Given text:
+ + +
The cause of the fire was unknown, although under investigation by Bangladesh Police. A number of human rights observers criticised the placement of barbed wire around the camp, arguing that it had prevented people—"including especially vulnerable women and girls", said the IRC—from fleeing the fire, and perhaps contributed to the death toll. Jan Egeland of the Norwegian Refugee Council (NRC) argued that "this tragic event could have been less disastrous had barbed wire fencing not been erected encircling the camps. NRC staff have heard horrific accounts from refugees about their scramble to cut through the wire fences to save their families, escape the fire and reach safety". Police, however, rejected the claims regarding barbed wire, (Note: However, AFP noted that they had not been able to "independently... verify the claims about the fence".) and a government spokesman, reported Channel News Asia, stated that "the fencing was not a major issue", blaming the speed with which the fire spread rather than the barbed-wire fencing for casualties.Also questioned was why fires appeared to start with relative frequency, with a local fire brigade official stating three fires had occurred in four days; Amnesty International stated that, in their view, the "frequency of fire in the camps is too coincidental, especially when outcomes of previous investigations into the incidents are not known and they keep repeating", while a spokesman for the refugees noted that "It is not clear why these fire incidents are happening repeatedly in the camps". CBS reported that Bangladesh suspects arson, noting that "officials there say it's too much of a coincidence to have so many fires in such a short time period". Although the fire had died down within 48 hours, its cause was still unknown.

== Response ==
The World Food Programme (WFP) believed up to 87,500 people would ultimately be affected by the fire, with the International Red Cross and Red Crescent Movement putting the figure at 123,000. (Note: Time noted that "the differing figures could not immediately be reconciled".) Aid agencies said the situation would remain critical due to the proximity of the cyclone season.
+ + +
Excerpted data:
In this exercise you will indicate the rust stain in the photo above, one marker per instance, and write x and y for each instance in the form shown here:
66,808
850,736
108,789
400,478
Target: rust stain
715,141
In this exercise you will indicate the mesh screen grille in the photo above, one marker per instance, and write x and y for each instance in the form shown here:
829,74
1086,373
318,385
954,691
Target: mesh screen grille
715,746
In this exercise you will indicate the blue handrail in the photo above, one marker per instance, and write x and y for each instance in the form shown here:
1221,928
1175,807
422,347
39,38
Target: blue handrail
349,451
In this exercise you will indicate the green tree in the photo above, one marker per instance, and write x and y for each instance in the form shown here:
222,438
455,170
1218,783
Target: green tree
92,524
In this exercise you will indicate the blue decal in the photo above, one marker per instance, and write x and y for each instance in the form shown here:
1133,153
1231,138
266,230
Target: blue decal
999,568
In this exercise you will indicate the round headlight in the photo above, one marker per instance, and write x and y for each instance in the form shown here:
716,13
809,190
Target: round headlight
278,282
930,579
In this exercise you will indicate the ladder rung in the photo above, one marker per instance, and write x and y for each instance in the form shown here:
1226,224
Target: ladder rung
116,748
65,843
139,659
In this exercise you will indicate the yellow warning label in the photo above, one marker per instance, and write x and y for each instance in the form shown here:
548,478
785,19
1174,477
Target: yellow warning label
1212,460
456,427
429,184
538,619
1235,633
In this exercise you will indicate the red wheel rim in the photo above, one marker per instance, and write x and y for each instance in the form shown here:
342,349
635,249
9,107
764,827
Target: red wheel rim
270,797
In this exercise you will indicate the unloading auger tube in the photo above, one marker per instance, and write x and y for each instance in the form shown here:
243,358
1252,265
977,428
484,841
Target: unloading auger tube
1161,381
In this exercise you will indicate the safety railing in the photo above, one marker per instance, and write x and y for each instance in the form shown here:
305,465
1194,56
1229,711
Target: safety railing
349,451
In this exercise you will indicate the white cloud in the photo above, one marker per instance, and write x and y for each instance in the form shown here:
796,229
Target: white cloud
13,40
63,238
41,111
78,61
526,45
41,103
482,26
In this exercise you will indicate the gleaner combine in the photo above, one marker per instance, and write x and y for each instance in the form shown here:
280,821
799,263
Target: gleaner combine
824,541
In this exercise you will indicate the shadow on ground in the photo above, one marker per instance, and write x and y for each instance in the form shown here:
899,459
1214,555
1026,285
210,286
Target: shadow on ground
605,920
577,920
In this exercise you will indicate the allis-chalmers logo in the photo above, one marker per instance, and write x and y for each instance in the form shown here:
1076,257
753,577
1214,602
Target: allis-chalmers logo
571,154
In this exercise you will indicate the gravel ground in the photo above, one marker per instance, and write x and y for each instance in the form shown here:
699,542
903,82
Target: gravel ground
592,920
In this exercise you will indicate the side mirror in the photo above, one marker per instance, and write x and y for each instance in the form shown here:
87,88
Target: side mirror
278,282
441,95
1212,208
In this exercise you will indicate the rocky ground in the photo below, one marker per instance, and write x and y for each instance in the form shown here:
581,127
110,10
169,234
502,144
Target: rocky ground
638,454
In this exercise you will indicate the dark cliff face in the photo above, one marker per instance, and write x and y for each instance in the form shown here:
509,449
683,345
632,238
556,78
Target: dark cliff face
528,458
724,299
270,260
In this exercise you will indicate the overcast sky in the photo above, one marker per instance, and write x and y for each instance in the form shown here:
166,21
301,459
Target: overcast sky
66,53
+ + +
Write the next part of the refugee camp fire text, picking up after its last sentence. None of the rows have any bearing on what comes next.

Answer section:
=== Foreign aid ===
First responders to the fire were Rohingya refugees themselves. The Voice of America reported that multiple aid agencies dispatched "emergency assistance". The spokesperson of the United Nations High Commissioner for Refugees reported that he had "never before seen anything as massive and devastating", and that ground-based teams were carrying out a search and rescue operation in the rubble. UNICEF operatives were also working in the camp, both administering immediate first aid and assisting with rehousing where possible. Relief and rescue operations were coordinated by the International Organization for Migration (IOM), who provided one million dollars for the relief effort. (Note: However, the IOM also believed that another 20 million dollars would be needed to just to rectify the most urgent problems.) while the WFP dispatched a shipment of high-energy biscuits to the camp, and had arranged for 60,000 hot meals to be provided by the following day. On 25 March 2021, the UN's Central Emergency Response Fund (CERF) released $14 Million to rebuild shelter and provide affected people with food, water and sanitation services, and other emergency support.